## Aim
Copy the listing below word for word, leaving out the pictures.

## The data
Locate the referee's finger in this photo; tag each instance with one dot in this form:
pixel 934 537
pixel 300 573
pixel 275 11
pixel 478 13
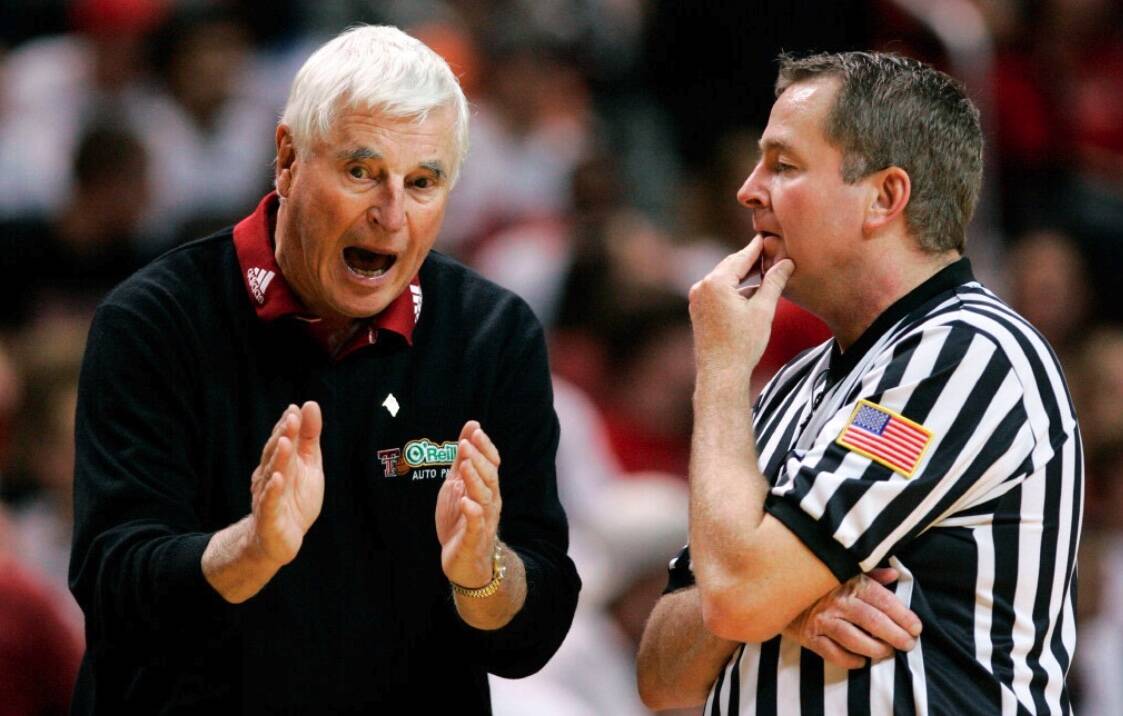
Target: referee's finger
pixel 836 654
pixel 877 624
pixel 887 603
pixel 773 284
pixel 737 266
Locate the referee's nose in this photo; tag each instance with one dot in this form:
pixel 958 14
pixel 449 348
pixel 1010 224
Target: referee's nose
pixel 752 193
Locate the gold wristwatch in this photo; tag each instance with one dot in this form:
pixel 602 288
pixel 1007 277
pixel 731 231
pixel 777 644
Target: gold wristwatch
pixel 499 570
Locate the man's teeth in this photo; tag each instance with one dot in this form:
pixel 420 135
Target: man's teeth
pixel 364 273
pixel 366 264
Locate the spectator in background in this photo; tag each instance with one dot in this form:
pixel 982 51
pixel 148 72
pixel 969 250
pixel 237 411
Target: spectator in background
pixel 1048 285
pixel 43 455
pixel 531 127
pixel 67 260
pixel 208 132
pixel 55 86
pixel 39 653
pixel 1098 392
pixel 620 550
pixel 649 382
pixel 1098 689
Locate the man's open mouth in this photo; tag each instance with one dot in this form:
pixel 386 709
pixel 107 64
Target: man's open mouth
pixel 367 264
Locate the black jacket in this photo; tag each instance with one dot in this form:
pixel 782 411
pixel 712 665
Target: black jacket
pixel 180 388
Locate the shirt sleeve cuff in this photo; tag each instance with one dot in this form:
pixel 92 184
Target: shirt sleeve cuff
pixel 811 533
pixel 186 589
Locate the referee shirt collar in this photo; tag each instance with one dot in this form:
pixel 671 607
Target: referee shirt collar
pixel 948 278
pixel 273 299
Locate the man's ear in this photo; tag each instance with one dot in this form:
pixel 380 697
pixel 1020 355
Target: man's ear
pixel 892 189
pixel 286 159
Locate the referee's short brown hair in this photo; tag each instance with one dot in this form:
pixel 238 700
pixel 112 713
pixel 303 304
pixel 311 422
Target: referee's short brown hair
pixel 896 111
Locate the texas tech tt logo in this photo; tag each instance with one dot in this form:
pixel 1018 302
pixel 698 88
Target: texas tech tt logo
pixel 422 458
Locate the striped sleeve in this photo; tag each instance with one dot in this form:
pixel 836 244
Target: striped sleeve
pixel 962 437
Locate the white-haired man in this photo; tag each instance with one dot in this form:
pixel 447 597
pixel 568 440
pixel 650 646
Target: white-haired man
pixel 229 560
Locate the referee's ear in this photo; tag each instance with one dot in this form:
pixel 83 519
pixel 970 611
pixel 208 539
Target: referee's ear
pixel 285 159
pixel 891 192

## Exercise result
Locate the referee's finger in this photo; tag each instance with one dot in this form:
pixel 934 537
pixel 300 573
pixel 275 11
pixel 478 13
Target: referee's finger
pixel 836 654
pixel 877 624
pixel 887 603
pixel 773 284
pixel 737 266
Locate the referee's nose in this photo; tag each instance with one dot in this form:
pixel 958 14
pixel 449 348
pixel 1010 224
Target: referee's nose
pixel 752 193
Locate the gold wristwatch in this photo; tag each instance with one dot in this form:
pixel 602 288
pixel 1007 277
pixel 731 231
pixel 777 644
Target: gold wristwatch
pixel 499 570
Locate the man's teeth in this photo; tag each instance with one dot in this form:
pixel 420 135
Target: man's teeth
pixel 364 273
pixel 366 264
Locate the spectator in background in this photo; tag each instance with one dot in this form:
pixel 982 51
pixel 148 72
pixel 969 250
pixel 237 411
Target: spectator in background
pixel 1048 285
pixel 43 455
pixel 531 127
pixel 67 260
pixel 208 132
pixel 55 86
pixel 39 653
pixel 1098 392
pixel 620 550
pixel 649 382
pixel 1098 689
Locate the man's open mouth in this photo; tag each instance with one dot in this form:
pixel 386 709
pixel 107 64
Target: man's open mouth
pixel 367 264
Locate the black jacket in this photo; tag each instance with one dot in this form:
pixel 782 411
pixel 712 665
Target: black jacket
pixel 180 388
Locate the shirt sleeve cuff in this photo; tag each instance with one dot in this form:
pixel 92 184
Target: shirt sleeve cuff
pixel 811 533
pixel 186 589
Locate the referee shirt collar in this photo; tag each instance with one dot in this form:
pixel 671 607
Target: referee shirt collar
pixel 948 278
pixel 273 299
Locate the man's ear in this photo; tag each instance with one dot in this form:
pixel 380 697
pixel 1020 355
Target: man's ear
pixel 892 189
pixel 286 159
Locate the referee's short brown hair in this photo; tag each instance with one dot in this form:
pixel 238 700
pixel 112 713
pixel 303 304
pixel 311 422
Target: referee's short brown hair
pixel 896 111
Locate the texas tech tt logo in this photo; tag each instance with one dot in this form:
pixel 1018 302
pixel 698 88
Target: texas tech tt logo
pixel 422 458
Locate the striped sleeve in this photo; tag each instance with one dot in this form:
pixel 836 244
Target: striped sleeve
pixel 962 437
Locate the white-haired man in this photo; tag each instance with one dot in this form:
pixel 447 597
pixel 568 440
pixel 650 646
Target: white-haired man
pixel 229 560
Locate the referee's ear in this photo; tag each instance with one dot in this form:
pixel 83 519
pixel 970 611
pixel 208 539
Target: referee's ear
pixel 285 159
pixel 891 192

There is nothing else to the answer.